**What you will do:**
- a) In the betta forum thread, retype the passage from "# Can these" up to and including "10 gallon enough?".
- b) Answer these questions from the betta forum thread:
(i) What size tank is Aqua in now?
(ii) How many tetras does the poster want to get?
(iii) Which tank size does the poster ask might be enough?

**Document excerpt:**
========

# Can these fish live w/ a Betta?



## LucasTheFisher (Dec 19, 2011)

Hi everyone, I'm new here. It seems this site teaches beginner betta owners exactly what they need to know and the users seem friendly here.

On topic, I've had a Betta Fish (Aqua) now in a 2.5 gallon tank. But I am planning to get a new tank and fishes and that includes a new betta (Since Aqua is aggresive enough to attack any living thing in his tank).

I would want a Blue/Green Crowntail Betta, 2 Mollies , 3 Guppies (I know this is a 50/50 chance, but I love them) and 6 tetras. I plan to get enough live plants and hiding places if ever the Betta gets too aggresive. 

So, can this setup survive? And what minimum tank size do I need for things to work out best? Is a 10 gallon enough?


----------



## kfryman (Nov 7, 2011)

========

**Provided records:**

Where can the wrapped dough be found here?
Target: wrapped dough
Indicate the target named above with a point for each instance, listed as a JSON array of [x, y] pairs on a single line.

========

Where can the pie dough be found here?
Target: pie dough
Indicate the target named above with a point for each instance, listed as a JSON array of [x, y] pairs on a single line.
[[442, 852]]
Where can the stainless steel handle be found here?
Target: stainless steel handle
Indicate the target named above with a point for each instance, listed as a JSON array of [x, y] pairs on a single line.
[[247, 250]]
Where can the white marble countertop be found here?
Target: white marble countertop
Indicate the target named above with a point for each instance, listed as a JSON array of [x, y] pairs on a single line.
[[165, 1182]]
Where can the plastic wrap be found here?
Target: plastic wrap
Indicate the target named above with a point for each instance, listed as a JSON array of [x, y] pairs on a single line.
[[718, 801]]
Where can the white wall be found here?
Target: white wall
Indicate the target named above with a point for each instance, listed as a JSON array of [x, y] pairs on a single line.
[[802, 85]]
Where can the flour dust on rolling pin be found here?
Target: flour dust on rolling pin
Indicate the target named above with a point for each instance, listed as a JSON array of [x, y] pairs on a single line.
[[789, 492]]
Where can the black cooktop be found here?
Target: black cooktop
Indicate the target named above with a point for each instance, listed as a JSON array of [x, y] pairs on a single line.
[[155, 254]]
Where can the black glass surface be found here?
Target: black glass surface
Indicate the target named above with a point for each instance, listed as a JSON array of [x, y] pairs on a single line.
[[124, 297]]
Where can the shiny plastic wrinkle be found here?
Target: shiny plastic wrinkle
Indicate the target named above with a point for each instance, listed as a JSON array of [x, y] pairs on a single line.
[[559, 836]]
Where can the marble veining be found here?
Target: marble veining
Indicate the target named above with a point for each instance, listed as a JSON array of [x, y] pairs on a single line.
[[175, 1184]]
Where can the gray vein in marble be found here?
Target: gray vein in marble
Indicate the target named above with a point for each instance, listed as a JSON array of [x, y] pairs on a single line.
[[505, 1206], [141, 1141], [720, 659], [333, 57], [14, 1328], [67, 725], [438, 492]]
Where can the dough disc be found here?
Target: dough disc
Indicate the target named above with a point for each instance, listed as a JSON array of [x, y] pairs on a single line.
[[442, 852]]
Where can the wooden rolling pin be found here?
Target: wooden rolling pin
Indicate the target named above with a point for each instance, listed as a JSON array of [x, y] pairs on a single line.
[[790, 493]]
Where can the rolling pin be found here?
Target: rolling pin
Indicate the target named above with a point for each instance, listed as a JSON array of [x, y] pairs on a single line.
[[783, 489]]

========

**Replies:**
- a)
# Can these fish live w/ a Betta?



## LucasTheFisher (Dec 19, 2011)

Hi everyone, I'm new here. It seems this site teaches beginner betta owners exactly what they need to know and the users seem friendly here.

On topic, I've had a Betta Fish (Aqua) now in a 2.5 gallon tank. But I am planning to get a new tank and fishes and that includes a new betta (Since Aqua is aggresive enough to attack any living thing in his tank).

I would want a Blue/Green Crowntail Betta, 2 Mollies , 3 Guppies (I know this is a 50/50 chance, but I love them) and 6 tetras. I plan to get enough live plants and hiding places if ever the Betta gets too aggresive. 

So, can this setup survive? And what minimum tank size do I need for things to work out best? Is a 10 gallon enough?

- b)
(i) 2.5 gallons
(ii) 6
(iii) 10 gallons